Le donne scese in piazza temono che lo stato attuale delle cose, non sia altro che il lasciapassare per un divieto totale del diritto all’aborto. Sembra probabile infatti, che la legge anti-aborto potrebbe estendersi, vietando alle donne, di abortire anche in caso di stupro o incesto. Per le donne polacche sarà quindi più complicato, o quasi impossibile rimuovere una gravidanza quale segno di una violenza sessuale subita: anche in Polonia, il numero di donne vittime di stupro raggiunge cifre preoccupanti; consentire alla donna vittima di violenze di decidere cosa fare del frutto di una gravidanza non voluta, è sintomo di uno stato di diritto. Un diritto che, attualmente sembra essere venuto meno dalle parti di Varsavia. Le associazioni ed i gruppi scesi in piazza, denunciano l’iter procedurale che ha dato vita alla legge, la quale sarebbe frutto di speculazioni puramente politiche.
La legge bolla infatti, come anticostituzionale la pratica abortiva per gravi malformazioni fetali. L’istanza delle donne in piazza mette in campo la protesta perché la legge vieta l’aborto anche in caso di conseguenze letali per la partoriente. Secondo le statistiche però, il dato che fornisce l’idea della matrice politica alla base della legge è evidente ed allarmante: dei circa 2000 aborti legali applicati in media ogni anno in Polonia, il 96% era motivato da gravi problemi, malformazioni fetali e rischi di serie conseguenze per la donna gravida.
Purtroppo, se da un lato ci sono donne che protestano, dall’altro c’è la forza di polizia che reagisce con violenza e con arresti sommari dei manifestanti (anche uomini) scesi in piazza. Centinaia di attivisti vengono arrestati e denunciati, ma sembra che il governo stia lavorando anche su questo fronte: rendere più severi i periodi di detenzione per protesta. E non solo: le attiviste subiscono pressioni, intimidazioni e spesso sono subissate dalla macchina del fango, predisposta ad hoc, per gettare discredito sulla causa della protesta. Per quanto riguarda la mobilitazione, si stanno raggiungendo livelli di partecipazione senza precedenti, nonostante le restrizioni della pandemia. Da tutto il paese i manifestanti si riversano a Varsavia, portando con sé anche altre istanze ancora vive: femministe, anti-sovranisti, LGBT, movimenti universitari. Allo stesso tempo però, nella Capitale si stanno dirigendo anche ingenti schieramenti di forze dell’ordine.

» **DA FARE**
Ricopia il passo del brano sulla legge polacca contro l'aborto che va da "La legge bolla" a "la donna gravida.", estremi inclusi. Il materiale riportato qui non ha alcun legame con il brano.

» **DATI ESTRATTI**

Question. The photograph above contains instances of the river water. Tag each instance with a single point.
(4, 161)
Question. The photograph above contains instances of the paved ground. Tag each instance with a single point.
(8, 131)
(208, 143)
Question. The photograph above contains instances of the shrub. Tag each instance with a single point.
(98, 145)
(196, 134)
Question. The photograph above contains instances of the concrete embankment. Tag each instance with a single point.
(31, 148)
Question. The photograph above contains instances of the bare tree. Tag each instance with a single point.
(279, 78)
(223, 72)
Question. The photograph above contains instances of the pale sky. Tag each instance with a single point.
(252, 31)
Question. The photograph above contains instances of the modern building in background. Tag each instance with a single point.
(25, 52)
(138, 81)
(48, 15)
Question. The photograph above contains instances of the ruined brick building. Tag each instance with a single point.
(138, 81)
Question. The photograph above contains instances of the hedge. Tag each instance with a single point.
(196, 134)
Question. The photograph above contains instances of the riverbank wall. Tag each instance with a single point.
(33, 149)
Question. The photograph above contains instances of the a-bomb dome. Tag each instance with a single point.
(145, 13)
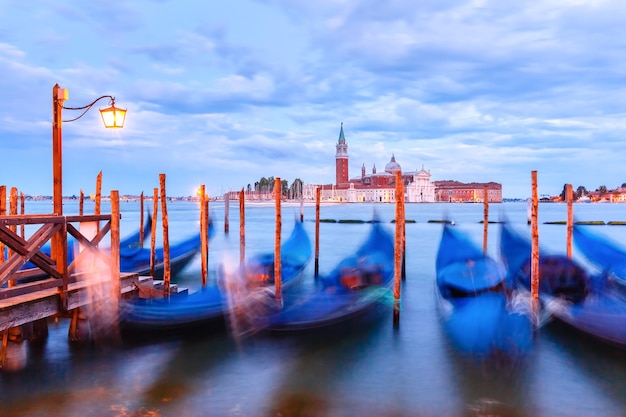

» **SOLUZIONE**
La legge bolla infatti, come anticostituzionale la pratica abortiva per gravi malformazioni fetali. L’istanza delle donne in piazza mette in campo la protesta perché la legge vieta l’aborto anche in caso di conseguenze letali per la partoriente. Secondo le statistiche però, il dato che fornisce l’idea della matrice politica alla base della legge è evidente ed allarmante: dei circa 2000 aborti legali applicati in media ogni anno in Polonia, il 96% era motivato da gravi problemi, malformazioni fetali e rischi di serie conseguenze per la donna gravida.